» About this exercise:
In the copy, include no images. Reproduce the entries exactly.

» Source material:

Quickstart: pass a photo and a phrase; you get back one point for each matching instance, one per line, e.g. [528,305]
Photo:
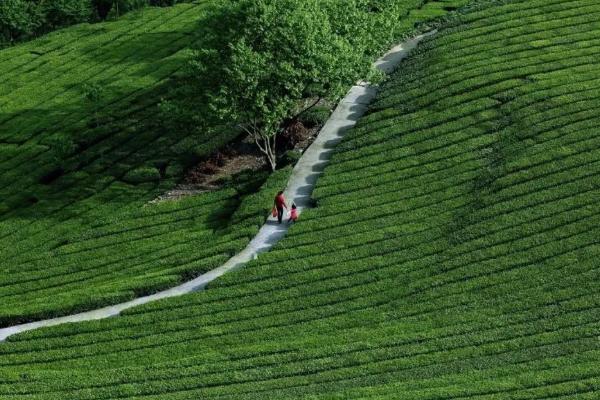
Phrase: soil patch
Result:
[241,155]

» Result of this exercise:
Quickstart: pass a photo and a phrase; you get back one point for each matching instance, one per line, e.g. [528,305]
Photo:
Phrase: soil patch
Result:
[241,155]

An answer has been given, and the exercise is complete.